> _WORK TO DO_: Continue the post on how programming languages handle equality between different types, starting right after its last sentence.

>> START TEXT SHOWN

Sane Equality
Equality: every programming language has it, the ==
syntax is as universal as 1+1
, and it works almost the same in every language. When the left and right operands are the same type, equality is easy. No one questions that 1==1
evaluates to true
or that "a"=="b"
evaluates to false
. This post is about what to do when the operands are different types. What should 1=="1"
be? Or what should Circle(1,2,2)==Point(1,2)
be? Or what should ColoredPoint(1,2,red)==Point(1,2)
be?
Defining Equality
When defining how equality should work, it is helpful to think about what equality means. If two values are equal, that means that one value can be substituted for the other in some sense. Some programming languages flagrantly disobey this rule; they will say that two values are equal even if they cannot be used in the same way at all. The classic member of this club is Javascript, which returns equals for numerous unrelated values.
It may be tempting to restrict equality to absolute indistinguishability—two objects are equal only if they can replace each other in every possible case. And for immutable values without inheritance, this is a clean choice with little drawback. It can be generated automatically for user-defined types. But as I'll show later, mutable objects and values satisfying multiple types may actually need several parallel definitions of equality. It is often not sufficient to ask if two objects are equal. One must ask: equal in what way?
Design Options
When two different types are compared, there are a few options available to the language designer:
- Evaluate to
false
- Convert them to a common type
- Compare the bits in memory
- Throw an error
- Return a sentinel value
Unsafe equality
Most of the professional managed programming languages like Python, Java, C#, Scala, and Ceylon take option #1 all say that 1!="1"
. In a naive sense, this is entirely correct because an integer and a string are not even comparable. But if they are incomparable, why allow this construction at all? This is not a novel observation. This is a common source of hidden bugs, especially annoying in statically typed languages, which otherwise catch an incorrect mixing of types. Some IDEs will mark these with a warning, lessening the problem.

>> END TEXT SHOWN
>> START RECORDED INFORMATION

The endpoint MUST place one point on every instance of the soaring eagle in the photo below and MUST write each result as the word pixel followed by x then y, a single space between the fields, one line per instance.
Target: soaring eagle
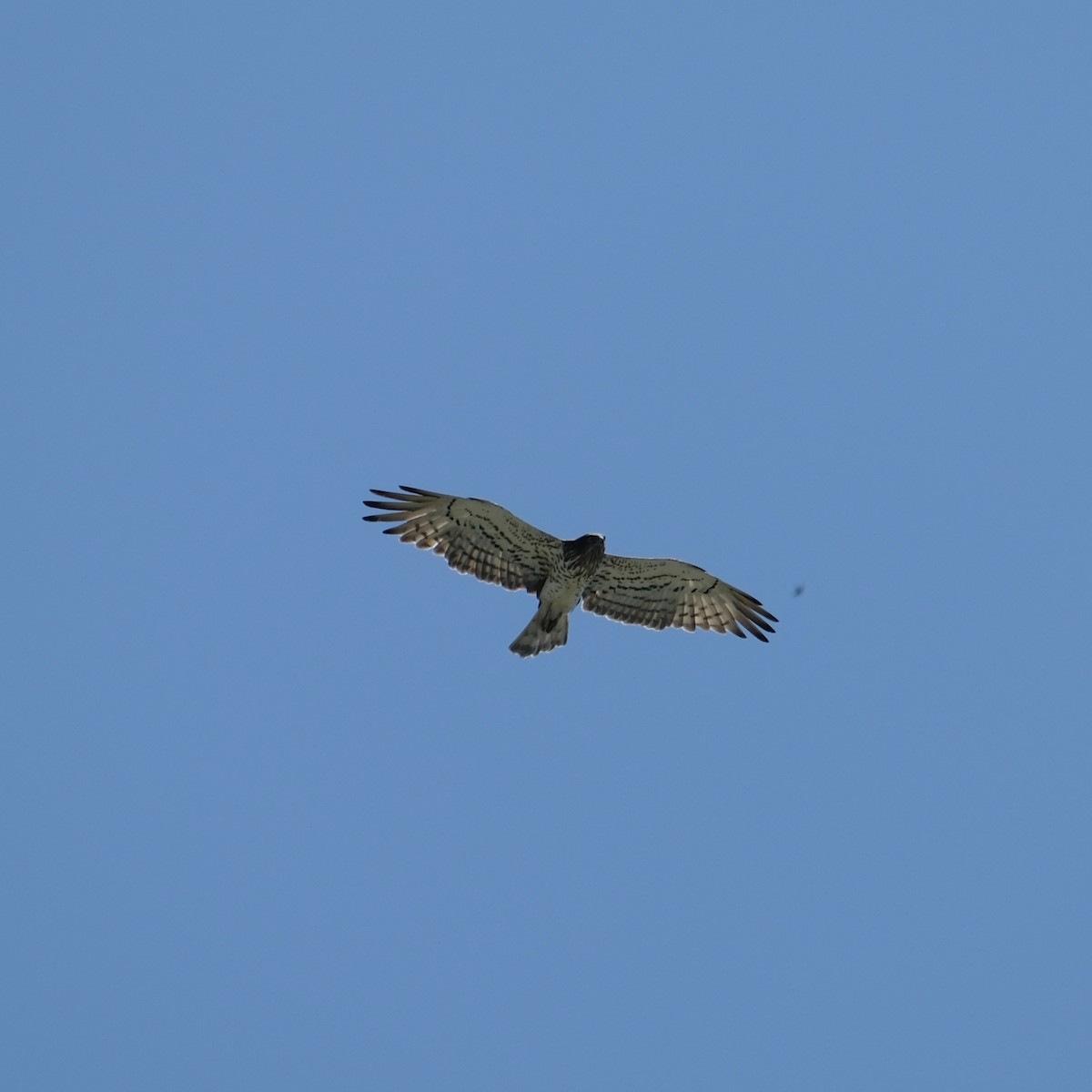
pixel 490 543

>> END RECORDED INFORMATION

> _THE REPLY_:
Returning false
on incomparable types implies that equality is defined for all types. In these languages, the Anything
type has an equals
method and usually defaults to reference equality for user-defined classes.
Many scripting languages, like Perl, R, and Javascript take option #2 and say that 1
cannot be compared to "1"
, but they convert the number to a string and then compare the strings, giving 1=="1"
but 1!="2"
. This is worse than always returning false
. If equality is to mean anything, it has to mean that a==b
implies that a
and b
can be used in place of each other in some sense. But a "1"
cannot be used in the same way as a 1
. It is true that 1+1
is 2
, but "1"+"1"
is not 2
. At least, it better not be!
In rare cases, programming languages like Matlab will allow two types to be compared as if they are the same type even if they are not. They see option #3 not as a pitfall, but as an hammock. In Matlab, 1!="1"
but 49=="1"
, because "1"
is the 49th ASCII character. It should not come as surprise to anyone following this blog, that I think such a design is an abomination. It will get no further attention here.
Type-safe equality
Comparing things of different types requires that the types be available at runtime. Languages that are statically compiled without types, like C, C++, and Rust, must choose option #4 and fail to compile. This is called type-safe equality and it prevents comparing things that cannot be compared.
Assuming that we want a trait to define the interface for equality, there are several ways to design it. One way is with an instance method that only accepts an argument of the same type as the implementing class:
trait Equatable[in Self <: Equatable[Self]]:
# Assume that == and != somehow desugar to equals and not_equals
formal def equals(that: Self) -> Boolean
def not_equals(that: Self) -> Boolean:
return not equals(that)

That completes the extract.